Wherever the word "wave" appears in a line of the records, copy that line.

--

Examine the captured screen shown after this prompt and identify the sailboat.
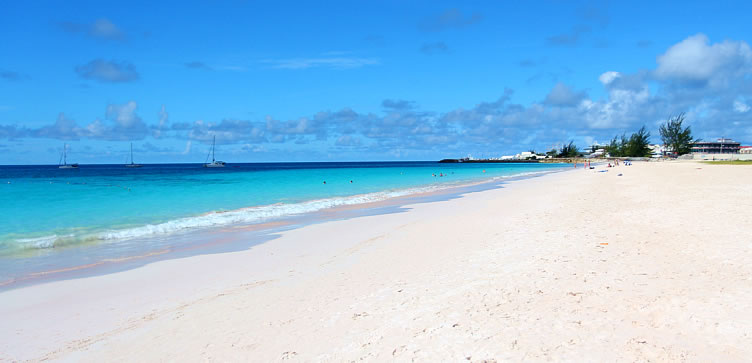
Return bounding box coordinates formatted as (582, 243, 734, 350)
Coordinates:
(203, 136, 226, 168)
(125, 143, 143, 168)
(58, 143, 79, 169)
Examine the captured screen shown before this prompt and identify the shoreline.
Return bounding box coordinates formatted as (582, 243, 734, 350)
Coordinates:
(0, 167, 566, 292)
(3, 161, 750, 360)
(1, 163, 565, 254)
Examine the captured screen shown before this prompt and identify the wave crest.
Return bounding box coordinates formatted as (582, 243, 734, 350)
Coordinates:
(4, 169, 556, 252)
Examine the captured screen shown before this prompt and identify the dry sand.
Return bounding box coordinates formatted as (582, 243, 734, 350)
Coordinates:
(2, 161, 752, 361)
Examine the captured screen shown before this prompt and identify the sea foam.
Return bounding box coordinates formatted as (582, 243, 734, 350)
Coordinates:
(98, 171, 549, 242)
(6, 169, 553, 251)
(98, 185, 440, 241)
(14, 235, 59, 249)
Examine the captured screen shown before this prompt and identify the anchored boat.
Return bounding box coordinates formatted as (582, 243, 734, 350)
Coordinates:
(58, 143, 79, 169)
(125, 143, 143, 168)
(203, 136, 226, 168)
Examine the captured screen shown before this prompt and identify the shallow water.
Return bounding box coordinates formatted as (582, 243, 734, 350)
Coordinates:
(0, 161, 567, 285)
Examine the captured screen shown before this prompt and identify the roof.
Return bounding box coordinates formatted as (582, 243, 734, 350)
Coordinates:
(693, 139, 740, 145)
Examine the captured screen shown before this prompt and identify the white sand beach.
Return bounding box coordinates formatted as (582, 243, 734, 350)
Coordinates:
(2, 161, 752, 361)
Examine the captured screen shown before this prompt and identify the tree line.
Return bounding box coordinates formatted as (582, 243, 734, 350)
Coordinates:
(605, 126, 652, 157)
(548, 113, 695, 158)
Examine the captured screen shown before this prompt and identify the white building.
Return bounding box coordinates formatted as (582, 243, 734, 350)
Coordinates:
(649, 144, 667, 158)
(588, 148, 606, 158)
(513, 151, 545, 160)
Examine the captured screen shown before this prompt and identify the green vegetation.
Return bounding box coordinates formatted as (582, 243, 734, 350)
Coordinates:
(659, 113, 695, 155)
(605, 126, 652, 157)
(557, 141, 580, 158)
(702, 160, 752, 165)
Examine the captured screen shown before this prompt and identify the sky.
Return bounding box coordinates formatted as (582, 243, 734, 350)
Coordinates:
(1, 0, 752, 164)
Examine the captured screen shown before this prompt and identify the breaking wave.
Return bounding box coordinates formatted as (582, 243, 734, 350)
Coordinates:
(2, 170, 553, 254)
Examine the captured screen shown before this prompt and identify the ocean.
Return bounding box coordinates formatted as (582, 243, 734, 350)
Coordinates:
(0, 161, 566, 286)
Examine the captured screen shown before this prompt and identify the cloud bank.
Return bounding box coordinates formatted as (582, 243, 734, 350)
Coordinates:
(3, 34, 752, 158)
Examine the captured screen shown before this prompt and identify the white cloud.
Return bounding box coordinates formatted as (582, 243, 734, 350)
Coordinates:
(598, 71, 620, 85)
(543, 83, 587, 107)
(734, 99, 750, 113)
(106, 101, 140, 128)
(335, 135, 362, 147)
(581, 85, 651, 129)
(34, 113, 88, 140)
(654, 33, 752, 85)
(6, 32, 752, 157)
(82, 101, 149, 140)
(158, 105, 169, 126)
(182, 141, 192, 154)
(153, 105, 169, 138)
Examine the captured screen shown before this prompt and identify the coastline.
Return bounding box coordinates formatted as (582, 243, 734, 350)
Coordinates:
(1, 162, 562, 255)
(0, 166, 565, 291)
(2, 161, 751, 360)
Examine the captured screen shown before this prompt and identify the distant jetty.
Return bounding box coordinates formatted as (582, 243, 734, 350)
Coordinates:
(438, 158, 579, 164)
(439, 158, 540, 163)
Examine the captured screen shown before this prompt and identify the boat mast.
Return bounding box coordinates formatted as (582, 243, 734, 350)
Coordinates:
(212, 135, 216, 163)
(63, 144, 67, 165)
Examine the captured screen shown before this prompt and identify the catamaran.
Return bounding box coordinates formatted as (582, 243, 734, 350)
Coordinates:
(58, 143, 79, 169)
(203, 136, 226, 168)
(125, 142, 143, 168)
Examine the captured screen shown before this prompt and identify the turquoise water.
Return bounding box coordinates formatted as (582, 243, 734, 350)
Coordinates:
(0, 162, 565, 263)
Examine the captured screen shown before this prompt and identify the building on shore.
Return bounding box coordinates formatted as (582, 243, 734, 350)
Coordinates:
(516, 151, 542, 160)
(740, 146, 752, 154)
(497, 151, 547, 160)
(648, 144, 668, 158)
(586, 148, 606, 158)
(691, 138, 740, 154)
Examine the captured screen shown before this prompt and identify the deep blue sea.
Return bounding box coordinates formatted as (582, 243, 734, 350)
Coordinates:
(0, 161, 566, 285)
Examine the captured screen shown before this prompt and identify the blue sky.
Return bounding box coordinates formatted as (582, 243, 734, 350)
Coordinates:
(1, 0, 752, 164)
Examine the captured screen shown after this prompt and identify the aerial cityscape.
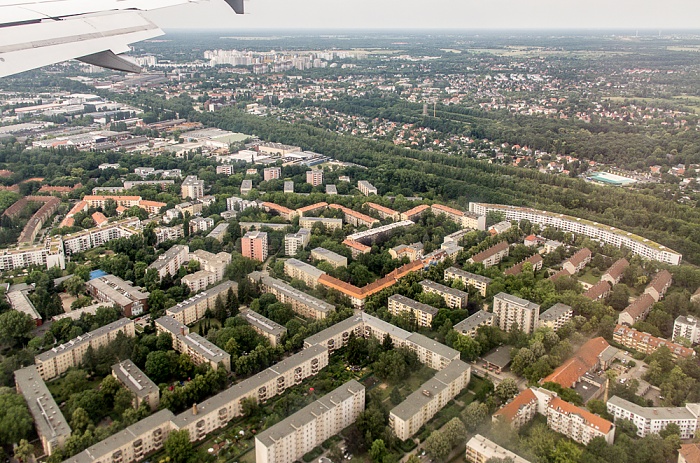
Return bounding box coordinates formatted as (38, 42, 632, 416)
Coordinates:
(1, 2, 700, 463)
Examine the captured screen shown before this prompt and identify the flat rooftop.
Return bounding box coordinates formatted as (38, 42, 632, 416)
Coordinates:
(112, 360, 158, 399)
(240, 308, 287, 337)
(15, 366, 71, 442)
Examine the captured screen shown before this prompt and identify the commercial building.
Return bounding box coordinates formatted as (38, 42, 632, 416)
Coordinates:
(86, 274, 149, 317)
(250, 272, 334, 319)
(538, 303, 573, 332)
(63, 410, 174, 463)
(242, 230, 268, 262)
(469, 203, 682, 265)
(285, 228, 311, 256)
(156, 316, 231, 372)
(299, 216, 343, 231)
(264, 167, 281, 181)
(467, 241, 510, 268)
(444, 267, 492, 297)
(466, 435, 531, 463)
(15, 366, 71, 456)
(673, 315, 700, 344)
(166, 281, 235, 325)
(239, 309, 287, 348)
(493, 292, 540, 334)
(607, 396, 700, 439)
(420, 279, 468, 309)
(546, 397, 615, 445)
(148, 245, 189, 280)
(6, 289, 42, 325)
(181, 175, 205, 199)
(255, 380, 365, 463)
(306, 169, 324, 186)
(357, 180, 378, 196)
(112, 360, 160, 411)
(389, 360, 470, 440)
(613, 325, 695, 359)
(454, 311, 496, 338)
(311, 247, 348, 268)
(388, 294, 439, 328)
(284, 258, 326, 289)
(35, 319, 136, 380)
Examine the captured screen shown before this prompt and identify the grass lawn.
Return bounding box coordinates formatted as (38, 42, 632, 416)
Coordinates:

--

■ **RESULT FOR THIS EXERCISE**:
Examine the captured screen shown before this prompt and identify the wave crest.
Examine the captured screen shown before this prompt and identify the breaking wave.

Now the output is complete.